## [Task]
What you give back should match the records word for word.

═════ Records for the exercise

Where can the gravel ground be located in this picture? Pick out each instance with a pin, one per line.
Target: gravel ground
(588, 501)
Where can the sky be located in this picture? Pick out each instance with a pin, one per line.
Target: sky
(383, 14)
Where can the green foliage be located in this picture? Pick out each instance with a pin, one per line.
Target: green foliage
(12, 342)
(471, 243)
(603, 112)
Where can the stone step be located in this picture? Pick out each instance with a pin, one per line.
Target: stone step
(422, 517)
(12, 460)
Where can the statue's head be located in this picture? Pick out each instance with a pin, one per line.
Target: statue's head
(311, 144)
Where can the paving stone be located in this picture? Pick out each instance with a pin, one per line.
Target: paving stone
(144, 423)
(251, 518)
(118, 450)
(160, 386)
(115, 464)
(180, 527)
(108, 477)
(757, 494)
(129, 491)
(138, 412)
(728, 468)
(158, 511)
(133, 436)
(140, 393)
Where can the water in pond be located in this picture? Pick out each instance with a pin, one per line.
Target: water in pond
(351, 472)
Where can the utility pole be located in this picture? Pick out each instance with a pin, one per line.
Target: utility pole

══════════

## [Solution to this task]
Where can the gravel ground be located in this picture? Pick out each instance with a pin, one per line.
Target: gravel ground
(588, 501)
Where can the sky be located in this picture? Pick out each instance with a pin, one per line.
Target: sky
(383, 14)
Where can the green foliage be located in this picture? Pick out each instance with a pin, one per line.
Target: green foliage
(12, 342)
(471, 243)
(603, 112)
Where can the stone step be located in this picture? Pick out each instance with a pin, one per line.
Target: stone step
(422, 517)
(12, 460)
Where can the statue's head be located in this picture? Pick out each instance with a pin, one per line.
Target: statue's head
(311, 144)
Where can the paving stone be located in this picture? Pick out each instance with a pin, one per line.
Target: paving stone
(144, 423)
(251, 518)
(118, 450)
(160, 386)
(115, 464)
(180, 527)
(108, 477)
(757, 494)
(129, 491)
(138, 412)
(728, 468)
(158, 511)
(133, 436)
(140, 393)
Where can the water in pond be located in this picture? Pick out each instance with a pin, one per line.
Target: water in pond
(351, 472)
Where can the utility pole be located in this picture? Pick out each instance with a pin, one per line.
Target: utility pole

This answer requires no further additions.